**Given exercise A:** Reproduce word for word the part of the passage on the Cantor-Bendixson derivative between "I believe that" and "the original set.", inclusive.

**Selected excerpt:**
==========

I believe that you are looking for ideas from the Cantor Bendixson theorem.

The main idea of the proof is the Cantor-Bendixson derivative. Given a closed set $X$, the derived set $X'$ consists of all limit points of $X$. That is, one simply throws out the isolated points. Continuing in a transfinite sequence, one constructs $X_\alpha$ as follows:

  • $X_0=X$, the original set.
  • $X_{\alpha+1}=(X_\alpha)'$, the set of limit points of $X_\alpha$.
  • $X_\lambda=\bigcap_{\alpha\lt\lambda}X_\alpha$, for limit ordinals $\lambda$.

Thus, $X_1$ consists of the limit points of $X$, and $X_2$ consists of the limits-of-limits, and so on. The set $X_\omega$ consists of points that are $n$-fold limits for any particular finite $n$, and $X_{\omega+1}$ consists of limits of those kind of points, and so on. The process continues transfinitely until a set is reached which has no isolated points; that is, until a perfect set is reached. The Cantor Bendixon rank of a set is the smallest ordinal $\alpha$ such that $X_\alpha$ is perfect.

==========

**Raw records:**

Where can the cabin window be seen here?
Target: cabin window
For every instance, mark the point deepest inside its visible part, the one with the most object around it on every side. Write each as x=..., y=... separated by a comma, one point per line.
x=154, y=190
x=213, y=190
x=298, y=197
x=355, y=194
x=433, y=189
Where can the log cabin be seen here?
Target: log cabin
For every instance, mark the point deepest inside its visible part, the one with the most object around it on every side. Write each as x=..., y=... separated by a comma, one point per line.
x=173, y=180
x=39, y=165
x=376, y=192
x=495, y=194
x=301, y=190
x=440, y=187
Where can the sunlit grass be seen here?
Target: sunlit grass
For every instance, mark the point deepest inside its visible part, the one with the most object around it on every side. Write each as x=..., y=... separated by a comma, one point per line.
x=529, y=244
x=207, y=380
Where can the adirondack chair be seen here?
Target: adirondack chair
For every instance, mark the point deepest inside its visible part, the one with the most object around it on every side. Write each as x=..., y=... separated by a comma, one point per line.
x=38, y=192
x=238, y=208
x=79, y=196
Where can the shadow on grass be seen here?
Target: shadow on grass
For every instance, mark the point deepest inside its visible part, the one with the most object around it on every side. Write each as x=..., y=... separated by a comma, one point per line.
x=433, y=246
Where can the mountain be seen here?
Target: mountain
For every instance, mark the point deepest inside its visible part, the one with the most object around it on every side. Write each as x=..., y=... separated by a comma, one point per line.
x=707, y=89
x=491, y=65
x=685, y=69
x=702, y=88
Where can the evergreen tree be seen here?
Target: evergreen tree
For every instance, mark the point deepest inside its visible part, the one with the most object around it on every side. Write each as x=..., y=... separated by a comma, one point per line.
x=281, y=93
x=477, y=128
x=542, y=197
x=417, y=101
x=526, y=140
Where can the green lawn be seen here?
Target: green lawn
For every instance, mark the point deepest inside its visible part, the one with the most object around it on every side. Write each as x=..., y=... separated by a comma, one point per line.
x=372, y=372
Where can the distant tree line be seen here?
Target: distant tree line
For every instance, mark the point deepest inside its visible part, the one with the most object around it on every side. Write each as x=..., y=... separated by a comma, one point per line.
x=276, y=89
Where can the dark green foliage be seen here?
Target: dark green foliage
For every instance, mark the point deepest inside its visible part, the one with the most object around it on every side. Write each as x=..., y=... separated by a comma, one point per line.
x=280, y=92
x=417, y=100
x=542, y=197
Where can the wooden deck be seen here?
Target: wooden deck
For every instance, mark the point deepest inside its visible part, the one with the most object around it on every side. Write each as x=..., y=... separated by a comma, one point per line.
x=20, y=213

==========

**Given exercise B:** Edit the entries between the lines holding "Where can the green lawn be seen here?" and "x=372, y=372", inclusive, so that "green lawn" becomes "grassy lawn" and nothing else changes. Return only those lines.

**Problem solution A:**
I believe that you are looking for ideas from the Cantor Bendixson theorem.

The main idea of the proof is the Cantor-Bendixson derivative. Given a closed set $X$, the derived set $X'$ consists of all limit points of $X$. That is, one simply throws out the isolated points. Continuing in a transfinite sequence, one constructs $X_\alpha$ as follows:

  • $X_0=X$, the original set.

**Problem solution B:**
Where can the grassy lawn be seen here?
Target: grassy lawn
For every instance, mark the point deepest inside its visible part, the one with the most object around it on every side. Write each as x=..., y=... separated by a comma, one point per line.
x=372, y=372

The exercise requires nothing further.